● **WHAT IS ASKED**
Copy out each line of the records below that includes the word "dark".

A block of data

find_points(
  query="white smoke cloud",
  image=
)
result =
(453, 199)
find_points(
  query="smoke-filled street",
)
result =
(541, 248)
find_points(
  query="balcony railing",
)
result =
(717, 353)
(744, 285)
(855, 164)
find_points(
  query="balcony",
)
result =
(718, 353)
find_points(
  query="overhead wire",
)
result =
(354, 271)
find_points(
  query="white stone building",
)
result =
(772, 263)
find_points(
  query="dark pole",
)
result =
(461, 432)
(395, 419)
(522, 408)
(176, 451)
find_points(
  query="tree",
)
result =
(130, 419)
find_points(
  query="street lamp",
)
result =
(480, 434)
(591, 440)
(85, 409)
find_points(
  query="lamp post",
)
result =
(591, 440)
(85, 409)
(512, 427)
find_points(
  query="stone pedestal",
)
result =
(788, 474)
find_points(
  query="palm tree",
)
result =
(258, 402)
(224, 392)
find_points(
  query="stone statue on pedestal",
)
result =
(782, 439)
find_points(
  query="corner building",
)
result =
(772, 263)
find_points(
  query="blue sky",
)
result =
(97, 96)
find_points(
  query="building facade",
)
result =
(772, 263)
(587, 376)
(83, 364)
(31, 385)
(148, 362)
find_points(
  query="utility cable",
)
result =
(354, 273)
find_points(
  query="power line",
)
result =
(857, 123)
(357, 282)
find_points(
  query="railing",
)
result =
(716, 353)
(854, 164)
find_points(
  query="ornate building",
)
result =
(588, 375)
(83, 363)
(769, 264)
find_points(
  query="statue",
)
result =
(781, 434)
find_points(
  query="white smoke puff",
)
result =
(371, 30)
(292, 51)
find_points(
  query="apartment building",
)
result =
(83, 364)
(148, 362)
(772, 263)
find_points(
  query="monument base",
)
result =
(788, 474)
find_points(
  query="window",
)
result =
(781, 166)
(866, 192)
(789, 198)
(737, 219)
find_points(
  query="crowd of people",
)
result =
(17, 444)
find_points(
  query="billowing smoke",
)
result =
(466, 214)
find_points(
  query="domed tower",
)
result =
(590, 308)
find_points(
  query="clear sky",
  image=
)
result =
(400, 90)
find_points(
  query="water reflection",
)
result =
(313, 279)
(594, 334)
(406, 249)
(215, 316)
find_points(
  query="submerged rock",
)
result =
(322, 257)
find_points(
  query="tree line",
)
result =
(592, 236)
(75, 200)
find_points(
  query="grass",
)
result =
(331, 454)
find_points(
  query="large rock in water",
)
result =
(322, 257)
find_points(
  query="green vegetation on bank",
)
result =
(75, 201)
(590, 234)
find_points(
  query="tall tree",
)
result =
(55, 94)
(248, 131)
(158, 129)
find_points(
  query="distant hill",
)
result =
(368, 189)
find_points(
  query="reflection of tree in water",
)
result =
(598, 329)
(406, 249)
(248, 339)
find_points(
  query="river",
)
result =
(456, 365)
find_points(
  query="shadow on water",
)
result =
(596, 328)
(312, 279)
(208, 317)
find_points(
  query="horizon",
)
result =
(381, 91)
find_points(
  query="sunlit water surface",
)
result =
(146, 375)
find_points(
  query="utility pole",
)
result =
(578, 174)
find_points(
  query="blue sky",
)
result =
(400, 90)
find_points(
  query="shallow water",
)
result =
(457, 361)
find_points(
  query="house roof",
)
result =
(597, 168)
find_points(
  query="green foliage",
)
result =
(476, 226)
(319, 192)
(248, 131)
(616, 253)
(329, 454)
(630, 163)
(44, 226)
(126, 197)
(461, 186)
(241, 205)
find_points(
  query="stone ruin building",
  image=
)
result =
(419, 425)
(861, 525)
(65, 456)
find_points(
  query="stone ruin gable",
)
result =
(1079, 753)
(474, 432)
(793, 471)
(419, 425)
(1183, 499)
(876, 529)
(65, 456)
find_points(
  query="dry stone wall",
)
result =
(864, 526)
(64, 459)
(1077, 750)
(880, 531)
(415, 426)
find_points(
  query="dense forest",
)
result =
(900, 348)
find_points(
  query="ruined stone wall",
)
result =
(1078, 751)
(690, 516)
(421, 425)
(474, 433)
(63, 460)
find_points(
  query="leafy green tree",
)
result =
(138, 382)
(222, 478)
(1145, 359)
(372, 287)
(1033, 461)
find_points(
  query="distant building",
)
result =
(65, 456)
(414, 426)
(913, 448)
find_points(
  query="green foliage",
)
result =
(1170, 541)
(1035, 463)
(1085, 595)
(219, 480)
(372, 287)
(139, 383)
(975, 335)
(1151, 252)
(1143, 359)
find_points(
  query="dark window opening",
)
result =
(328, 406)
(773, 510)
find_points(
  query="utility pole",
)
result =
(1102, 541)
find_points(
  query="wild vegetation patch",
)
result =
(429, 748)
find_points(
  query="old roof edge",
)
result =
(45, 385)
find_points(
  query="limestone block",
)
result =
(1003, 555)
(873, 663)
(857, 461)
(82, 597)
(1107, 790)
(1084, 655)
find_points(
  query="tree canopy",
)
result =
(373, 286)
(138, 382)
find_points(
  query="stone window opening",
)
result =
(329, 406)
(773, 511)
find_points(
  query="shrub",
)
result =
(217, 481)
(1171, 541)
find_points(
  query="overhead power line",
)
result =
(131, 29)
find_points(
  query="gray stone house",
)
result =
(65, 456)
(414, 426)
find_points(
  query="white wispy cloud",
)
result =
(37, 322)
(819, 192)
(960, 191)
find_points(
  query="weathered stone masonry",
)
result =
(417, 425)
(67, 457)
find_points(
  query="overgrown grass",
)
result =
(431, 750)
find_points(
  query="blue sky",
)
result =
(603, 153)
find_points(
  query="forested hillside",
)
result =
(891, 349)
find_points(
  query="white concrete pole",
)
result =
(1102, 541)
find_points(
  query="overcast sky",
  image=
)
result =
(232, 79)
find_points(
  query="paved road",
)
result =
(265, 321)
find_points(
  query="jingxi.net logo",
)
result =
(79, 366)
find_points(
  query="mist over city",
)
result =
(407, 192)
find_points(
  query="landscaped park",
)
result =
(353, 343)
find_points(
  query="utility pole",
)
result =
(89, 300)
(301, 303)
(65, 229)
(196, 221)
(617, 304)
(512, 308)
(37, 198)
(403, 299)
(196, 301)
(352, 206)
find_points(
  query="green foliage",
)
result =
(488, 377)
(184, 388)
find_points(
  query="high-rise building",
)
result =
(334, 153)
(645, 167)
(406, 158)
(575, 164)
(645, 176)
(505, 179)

● **EXERCISE RESPONSE**
  query="dark pole",
  query="dark window opening",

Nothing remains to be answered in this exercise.